• **WHAT YOU HAVE TO DO**: Copy out the full essay on grief and fear, word for word.

On Fear

“No one ever told me that grief felt so like fear.”
– C.S. Lewis, A Grief Observed

I am terrified of the outside world. My senses are heightened… I have formed a fragility towards the world. I feel completely cut off from the living world and when it comes too near I panic. Death permeates all I can feel… grief is my home, grief is my only comfort and I want to cocoon myself in it and never leave this place where time does not move forward. The pain kills my brain cells, renders me unable to move, removes my ability to feel anything other than the all-consuming nature of this. Yet the opposite is so unimaginable that I would rather stay in the darkness where my grief connects me to my love. It is impossible to explain the terror of a world that so suddenly became so unstable, so lost, so opposite of everything I ever held in my heart and soul as truth. Suddenly my life line is missing. I am missing. The ground crumbled beneath me, leaving me unable to breathe, leaving me bare. I have no fear of death because I want to die… I have a fear of the living world around me, constantly buzzing with a pulse that wants to devour everything I ever trusted and wants to rush this new existence into formation. I reject it. Grief is love, I caress the pain and call it my home.

• **DATA EXTRACT**:

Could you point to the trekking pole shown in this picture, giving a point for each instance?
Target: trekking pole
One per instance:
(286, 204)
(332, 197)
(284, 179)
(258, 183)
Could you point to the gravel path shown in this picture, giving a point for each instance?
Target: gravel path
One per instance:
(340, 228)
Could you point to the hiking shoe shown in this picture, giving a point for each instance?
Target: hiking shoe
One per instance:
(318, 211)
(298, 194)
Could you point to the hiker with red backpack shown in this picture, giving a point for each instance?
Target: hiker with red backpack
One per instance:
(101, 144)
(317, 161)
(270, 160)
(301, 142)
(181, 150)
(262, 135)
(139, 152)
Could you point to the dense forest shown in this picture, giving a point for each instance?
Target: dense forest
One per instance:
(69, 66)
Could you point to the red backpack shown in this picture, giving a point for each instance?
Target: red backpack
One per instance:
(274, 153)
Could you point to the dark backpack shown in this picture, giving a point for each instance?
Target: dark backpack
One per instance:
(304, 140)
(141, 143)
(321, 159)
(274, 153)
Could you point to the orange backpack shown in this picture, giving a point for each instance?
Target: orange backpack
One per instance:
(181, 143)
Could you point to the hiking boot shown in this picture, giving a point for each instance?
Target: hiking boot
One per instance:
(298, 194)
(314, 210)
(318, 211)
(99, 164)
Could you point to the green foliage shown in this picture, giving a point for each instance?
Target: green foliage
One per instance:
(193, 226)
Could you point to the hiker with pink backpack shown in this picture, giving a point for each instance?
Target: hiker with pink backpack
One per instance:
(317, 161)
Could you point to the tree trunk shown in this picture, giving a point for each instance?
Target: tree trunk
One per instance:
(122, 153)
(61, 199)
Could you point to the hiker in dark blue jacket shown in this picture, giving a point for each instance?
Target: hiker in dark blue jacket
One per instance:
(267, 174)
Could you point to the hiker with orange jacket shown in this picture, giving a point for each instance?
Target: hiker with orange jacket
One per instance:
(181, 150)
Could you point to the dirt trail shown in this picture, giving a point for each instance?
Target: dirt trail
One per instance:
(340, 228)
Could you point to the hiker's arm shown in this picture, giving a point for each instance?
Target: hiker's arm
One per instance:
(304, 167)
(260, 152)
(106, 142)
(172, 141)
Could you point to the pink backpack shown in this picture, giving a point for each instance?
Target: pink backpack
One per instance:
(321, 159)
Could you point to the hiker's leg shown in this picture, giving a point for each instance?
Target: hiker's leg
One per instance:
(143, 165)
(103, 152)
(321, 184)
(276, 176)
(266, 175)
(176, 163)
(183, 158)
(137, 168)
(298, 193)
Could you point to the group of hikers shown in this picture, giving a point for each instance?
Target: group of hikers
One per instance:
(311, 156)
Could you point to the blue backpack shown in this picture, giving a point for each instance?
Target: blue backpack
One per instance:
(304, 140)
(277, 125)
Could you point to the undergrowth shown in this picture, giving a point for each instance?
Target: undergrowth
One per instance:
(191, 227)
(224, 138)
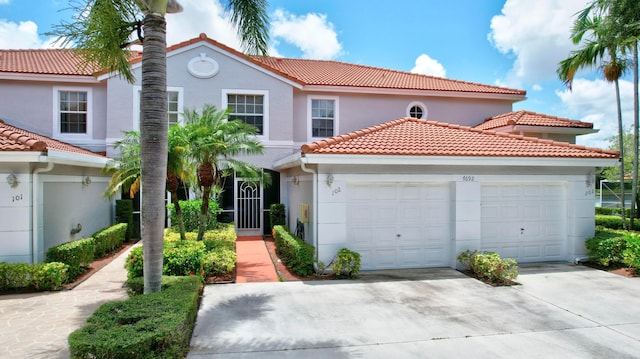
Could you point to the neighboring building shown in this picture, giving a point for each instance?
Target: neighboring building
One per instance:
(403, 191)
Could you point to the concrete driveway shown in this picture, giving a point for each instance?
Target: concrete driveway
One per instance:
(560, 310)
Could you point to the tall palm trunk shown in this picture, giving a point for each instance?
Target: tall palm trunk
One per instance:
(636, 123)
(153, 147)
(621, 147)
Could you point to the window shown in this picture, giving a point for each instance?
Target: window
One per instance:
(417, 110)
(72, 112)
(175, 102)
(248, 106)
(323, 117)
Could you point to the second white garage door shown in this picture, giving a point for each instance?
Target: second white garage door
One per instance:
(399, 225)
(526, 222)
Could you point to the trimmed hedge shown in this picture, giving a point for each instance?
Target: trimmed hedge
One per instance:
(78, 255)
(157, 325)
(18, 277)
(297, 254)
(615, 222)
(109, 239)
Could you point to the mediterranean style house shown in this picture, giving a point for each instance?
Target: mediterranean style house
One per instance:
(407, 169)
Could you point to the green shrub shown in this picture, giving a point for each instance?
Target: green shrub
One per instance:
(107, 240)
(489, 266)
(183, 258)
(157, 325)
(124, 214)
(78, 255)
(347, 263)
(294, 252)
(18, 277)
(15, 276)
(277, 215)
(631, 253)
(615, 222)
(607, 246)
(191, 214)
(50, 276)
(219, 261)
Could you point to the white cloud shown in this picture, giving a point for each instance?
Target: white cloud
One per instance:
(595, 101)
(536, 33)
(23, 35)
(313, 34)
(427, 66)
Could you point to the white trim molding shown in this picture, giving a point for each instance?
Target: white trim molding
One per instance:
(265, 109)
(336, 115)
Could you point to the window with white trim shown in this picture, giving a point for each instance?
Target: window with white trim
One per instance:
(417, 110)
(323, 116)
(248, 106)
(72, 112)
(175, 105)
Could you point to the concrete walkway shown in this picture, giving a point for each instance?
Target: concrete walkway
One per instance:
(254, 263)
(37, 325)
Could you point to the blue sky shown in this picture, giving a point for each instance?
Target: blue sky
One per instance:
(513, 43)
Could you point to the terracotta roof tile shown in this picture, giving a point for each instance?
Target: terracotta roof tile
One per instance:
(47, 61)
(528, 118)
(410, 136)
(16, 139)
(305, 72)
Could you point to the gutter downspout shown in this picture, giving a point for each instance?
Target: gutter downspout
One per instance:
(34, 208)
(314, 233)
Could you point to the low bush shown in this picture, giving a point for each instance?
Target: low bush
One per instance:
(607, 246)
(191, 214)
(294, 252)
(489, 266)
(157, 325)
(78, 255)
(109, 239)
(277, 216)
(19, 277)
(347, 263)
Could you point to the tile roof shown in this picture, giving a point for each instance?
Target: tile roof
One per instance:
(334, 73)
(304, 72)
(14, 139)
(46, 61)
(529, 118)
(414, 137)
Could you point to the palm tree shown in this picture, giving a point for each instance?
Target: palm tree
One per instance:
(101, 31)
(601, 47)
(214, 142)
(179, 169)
---
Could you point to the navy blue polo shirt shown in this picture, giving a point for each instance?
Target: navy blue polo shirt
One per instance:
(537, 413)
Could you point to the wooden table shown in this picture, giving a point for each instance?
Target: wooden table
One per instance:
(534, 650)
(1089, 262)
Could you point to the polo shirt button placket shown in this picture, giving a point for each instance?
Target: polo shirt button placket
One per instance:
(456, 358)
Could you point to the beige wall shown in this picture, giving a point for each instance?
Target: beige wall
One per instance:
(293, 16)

• **EXERCISE ANSWER**:
On Fear

“No one ever told me that grief felt so like fear.”
– C.S. Lewis, A Grief Observed

I am terrified of the outside world. My senses are heightened… I have formed a fragility towards the world. I feel completely cut off from the living world and when it comes too near I panic. Death permeates all I can feel… grief is my home, grief is my only comfort and I want to cocoon myself in it and never leave this place where time does not move forward. The pain kills my brain cells, renders me unable to move, removes my ability to feel anything other than the all-consuming nature of this. Yet the opposite is so unimaginable that I would rather stay in the darkness where my grief connects me to my love. It is impossible to explain the terror of a world that so suddenly became so unstable, so lost, so opposite of everything I ever held in my heart and soul as truth. Suddenly my life line is missing. I am missing. The ground crumbled beneath me, leaving me unable to breathe, leaving me bare. I have no fear of death because I want to die… I have a fear of the living world around me, constantly buzzing with a pulse that wants to devour everything I ever trusted and wants to rush this new existence into formation. I reject it. Grief is love, I caress the pain and call it my home.